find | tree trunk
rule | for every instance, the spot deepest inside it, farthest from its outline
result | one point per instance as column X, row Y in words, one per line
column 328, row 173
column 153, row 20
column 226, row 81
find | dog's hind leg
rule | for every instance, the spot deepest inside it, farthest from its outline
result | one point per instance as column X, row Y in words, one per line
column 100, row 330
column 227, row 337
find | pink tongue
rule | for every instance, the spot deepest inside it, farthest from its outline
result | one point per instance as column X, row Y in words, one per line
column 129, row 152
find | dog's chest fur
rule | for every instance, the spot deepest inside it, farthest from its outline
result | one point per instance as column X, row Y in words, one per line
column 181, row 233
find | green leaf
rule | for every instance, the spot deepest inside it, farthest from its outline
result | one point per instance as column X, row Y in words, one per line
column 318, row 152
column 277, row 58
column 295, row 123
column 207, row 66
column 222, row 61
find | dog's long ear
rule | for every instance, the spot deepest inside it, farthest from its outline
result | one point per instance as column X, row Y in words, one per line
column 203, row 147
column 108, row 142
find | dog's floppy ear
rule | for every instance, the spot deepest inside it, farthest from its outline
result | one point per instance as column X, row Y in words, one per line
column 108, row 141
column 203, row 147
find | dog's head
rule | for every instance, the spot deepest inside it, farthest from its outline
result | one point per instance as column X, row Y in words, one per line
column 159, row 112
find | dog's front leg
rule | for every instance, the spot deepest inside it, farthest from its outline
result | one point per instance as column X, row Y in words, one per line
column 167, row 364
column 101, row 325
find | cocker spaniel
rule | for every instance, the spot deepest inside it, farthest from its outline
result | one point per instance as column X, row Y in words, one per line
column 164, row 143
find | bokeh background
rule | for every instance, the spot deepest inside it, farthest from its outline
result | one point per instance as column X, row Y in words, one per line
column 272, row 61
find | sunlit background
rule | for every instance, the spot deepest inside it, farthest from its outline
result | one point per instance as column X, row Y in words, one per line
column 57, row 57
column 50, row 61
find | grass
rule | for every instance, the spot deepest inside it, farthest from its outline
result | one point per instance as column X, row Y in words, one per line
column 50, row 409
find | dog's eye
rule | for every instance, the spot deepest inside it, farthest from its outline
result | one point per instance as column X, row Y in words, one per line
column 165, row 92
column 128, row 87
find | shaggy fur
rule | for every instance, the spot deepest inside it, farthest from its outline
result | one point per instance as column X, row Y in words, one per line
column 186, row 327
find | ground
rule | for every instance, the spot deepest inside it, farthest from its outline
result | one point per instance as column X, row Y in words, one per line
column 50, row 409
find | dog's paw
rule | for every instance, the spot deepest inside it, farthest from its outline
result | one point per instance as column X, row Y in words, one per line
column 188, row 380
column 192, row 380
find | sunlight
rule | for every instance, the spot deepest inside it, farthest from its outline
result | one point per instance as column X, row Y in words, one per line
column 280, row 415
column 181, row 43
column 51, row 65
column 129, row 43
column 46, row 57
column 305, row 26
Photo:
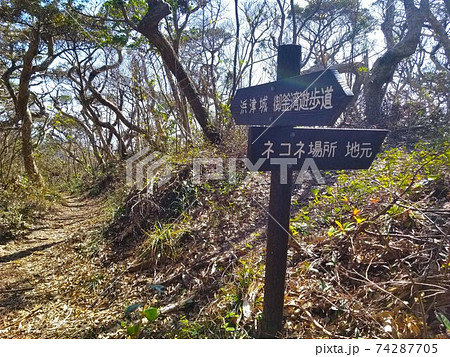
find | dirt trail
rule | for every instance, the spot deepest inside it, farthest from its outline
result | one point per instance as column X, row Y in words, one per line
column 32, row 266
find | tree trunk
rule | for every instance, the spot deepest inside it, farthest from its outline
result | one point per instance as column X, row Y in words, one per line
column 384, row 67
column 23, row 113
column 157, row 10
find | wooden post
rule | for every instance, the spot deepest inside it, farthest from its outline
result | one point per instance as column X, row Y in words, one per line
column 288, row 65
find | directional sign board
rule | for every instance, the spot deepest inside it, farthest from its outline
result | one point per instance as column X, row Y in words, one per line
column 331, row 149
column 315, row 99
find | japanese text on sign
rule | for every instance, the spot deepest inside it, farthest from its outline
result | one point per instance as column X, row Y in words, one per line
column 318, row 149
column 317, row 98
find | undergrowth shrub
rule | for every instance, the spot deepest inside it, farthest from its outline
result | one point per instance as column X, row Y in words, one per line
column 20, row 203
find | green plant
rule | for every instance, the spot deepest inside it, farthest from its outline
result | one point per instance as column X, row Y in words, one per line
column 140, row 318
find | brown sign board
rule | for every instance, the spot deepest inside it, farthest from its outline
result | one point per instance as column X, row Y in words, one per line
column 314, row 99
column 330, row 148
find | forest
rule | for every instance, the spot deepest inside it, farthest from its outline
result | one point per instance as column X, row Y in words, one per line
column 92, row 248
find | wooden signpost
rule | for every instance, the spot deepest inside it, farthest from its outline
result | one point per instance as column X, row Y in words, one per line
column 315, row 99
column 272, row 111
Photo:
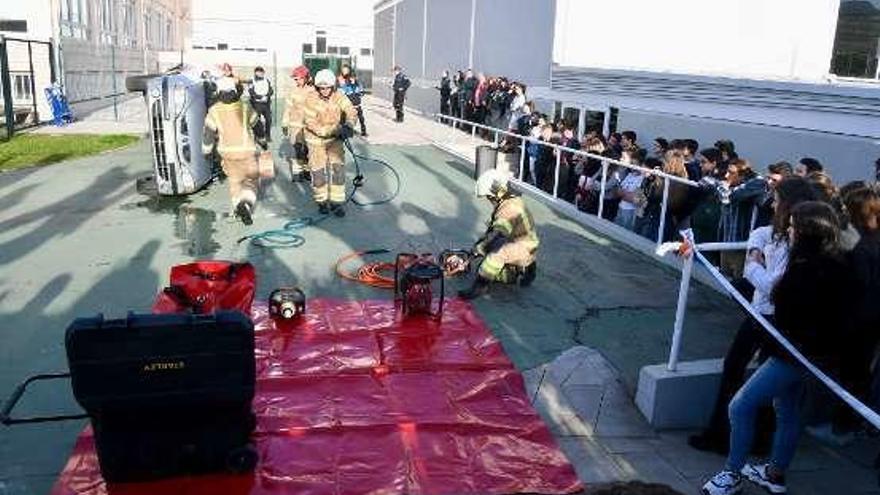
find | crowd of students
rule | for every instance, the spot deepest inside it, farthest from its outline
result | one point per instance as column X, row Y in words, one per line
column 812, row 268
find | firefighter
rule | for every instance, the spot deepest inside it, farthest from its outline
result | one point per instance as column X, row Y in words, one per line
column 329, row 118
column 349, row 85
column 400, row 85
column 292, row 123
column 229, row 77
column 229, row 126
column 260, row 93
column 510, row 244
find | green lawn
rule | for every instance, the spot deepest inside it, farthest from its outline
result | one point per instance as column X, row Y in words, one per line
column 26, row 150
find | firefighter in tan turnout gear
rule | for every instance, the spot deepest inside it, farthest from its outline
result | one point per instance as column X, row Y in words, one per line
column 510, row 244
column 292, row 123
column 229, row 126
column 329, row 118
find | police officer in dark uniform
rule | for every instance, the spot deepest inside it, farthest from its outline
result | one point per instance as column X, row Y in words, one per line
column 350, row 87
column 445, row 92
column 401, row 84
column 260, row 92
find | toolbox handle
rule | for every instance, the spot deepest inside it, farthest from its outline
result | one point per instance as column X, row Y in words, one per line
column 5, row 413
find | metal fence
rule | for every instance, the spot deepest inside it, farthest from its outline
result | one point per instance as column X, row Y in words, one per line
column 26, row 69
column 455, row 130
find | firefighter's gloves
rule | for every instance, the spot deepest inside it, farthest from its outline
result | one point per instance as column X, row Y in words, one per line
column 345, row 131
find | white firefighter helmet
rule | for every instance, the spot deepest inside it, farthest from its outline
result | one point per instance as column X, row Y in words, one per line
column 325, row 79
column 492, row 182
column 226, row 83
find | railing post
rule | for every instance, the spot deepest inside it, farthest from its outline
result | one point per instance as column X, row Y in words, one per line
column 662, row 227
column 674, row 348
column 754, row 218
column 602, row 191
column 556, row 180
column 451, row 131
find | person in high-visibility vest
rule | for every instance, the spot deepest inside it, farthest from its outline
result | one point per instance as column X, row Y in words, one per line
column 229, row 126
column 329, row 118
column 292, row 123
column 510, row 245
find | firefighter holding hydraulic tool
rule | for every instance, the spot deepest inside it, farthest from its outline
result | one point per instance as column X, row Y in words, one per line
column 510, row 244
column 229, row 125
column 329, row 119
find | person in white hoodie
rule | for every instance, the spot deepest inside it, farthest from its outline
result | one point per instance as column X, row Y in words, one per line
column 766, row 259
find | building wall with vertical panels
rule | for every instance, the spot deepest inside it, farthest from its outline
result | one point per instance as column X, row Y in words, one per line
column 513, row 38
column 408, row 27
column 448, row 41
column 383, row 40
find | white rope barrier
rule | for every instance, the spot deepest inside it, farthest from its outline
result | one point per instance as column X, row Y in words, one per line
column 866, row 412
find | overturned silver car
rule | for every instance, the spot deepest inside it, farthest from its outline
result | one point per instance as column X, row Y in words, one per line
column 177, row 102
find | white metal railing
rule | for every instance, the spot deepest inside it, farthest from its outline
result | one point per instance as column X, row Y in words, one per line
column 457, row 122
column 693, row 252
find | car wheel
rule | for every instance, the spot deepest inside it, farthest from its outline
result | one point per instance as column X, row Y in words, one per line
column 146, row 185
column 138, row 84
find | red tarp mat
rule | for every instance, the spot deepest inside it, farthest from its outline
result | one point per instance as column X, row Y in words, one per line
column 353, row 399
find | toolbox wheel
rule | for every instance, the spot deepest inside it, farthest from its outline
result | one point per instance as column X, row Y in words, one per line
column 242, row 460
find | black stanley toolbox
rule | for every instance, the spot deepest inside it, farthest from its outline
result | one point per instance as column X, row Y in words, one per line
column 167, row 394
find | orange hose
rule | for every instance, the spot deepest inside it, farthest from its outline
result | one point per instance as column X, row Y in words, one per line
column 370, row 273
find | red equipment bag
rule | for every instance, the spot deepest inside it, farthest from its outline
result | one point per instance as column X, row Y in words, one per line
column 204, row 287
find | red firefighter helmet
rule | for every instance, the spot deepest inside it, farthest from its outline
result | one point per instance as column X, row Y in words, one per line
column 301, row 72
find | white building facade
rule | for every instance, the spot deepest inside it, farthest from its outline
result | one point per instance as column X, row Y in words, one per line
column 278, row 36
column 98, row 43
column 782, row 79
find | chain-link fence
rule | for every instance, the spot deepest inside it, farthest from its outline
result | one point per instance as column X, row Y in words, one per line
column 27, row 70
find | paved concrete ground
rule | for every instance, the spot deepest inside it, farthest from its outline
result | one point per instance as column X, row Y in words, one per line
column 75, row 239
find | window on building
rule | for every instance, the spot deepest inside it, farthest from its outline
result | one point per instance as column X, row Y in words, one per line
column 22, row 88
column 13, row 26
column 129, row 24
column 857, row 41
column 107, row 32
column 73, row 18
column 169, row 35
column 148, row 28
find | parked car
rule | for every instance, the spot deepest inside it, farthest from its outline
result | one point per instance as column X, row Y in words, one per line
column 177, row 102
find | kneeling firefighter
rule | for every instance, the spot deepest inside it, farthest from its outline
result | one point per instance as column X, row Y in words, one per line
column 510, row 245
column 230, row 126
column 292, row 123
column 329, row 118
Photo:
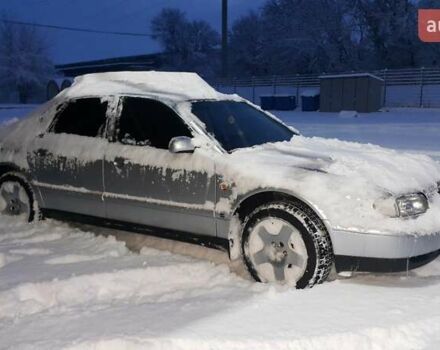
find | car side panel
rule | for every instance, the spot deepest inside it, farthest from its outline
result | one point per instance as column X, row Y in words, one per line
column 147, row 190
column 67, row 171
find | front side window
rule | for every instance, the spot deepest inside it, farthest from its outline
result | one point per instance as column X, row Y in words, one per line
column 145, row 122
column 83, row 117
column 239, row 125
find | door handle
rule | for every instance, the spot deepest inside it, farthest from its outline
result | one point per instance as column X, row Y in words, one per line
column 41, row 152
column 119, row 162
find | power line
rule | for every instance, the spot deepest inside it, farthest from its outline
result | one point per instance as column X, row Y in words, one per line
column 75, row 29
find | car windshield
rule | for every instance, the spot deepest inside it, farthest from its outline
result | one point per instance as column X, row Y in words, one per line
column 239, row 125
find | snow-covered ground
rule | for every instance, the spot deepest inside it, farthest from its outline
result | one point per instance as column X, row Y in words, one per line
column 63, row 286
column 409, row 129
########################################
Please copy word for word the rows from the start up to and including the line with "column 226, row 81".

Result of the exercise
find | tree trunk
rule | for every instance, the spot deepest inside it, farthest from its outline
result | one point per instance as column X, row Y in words, one per line
column 328, row 173
column 153, row 20
column 226, row 81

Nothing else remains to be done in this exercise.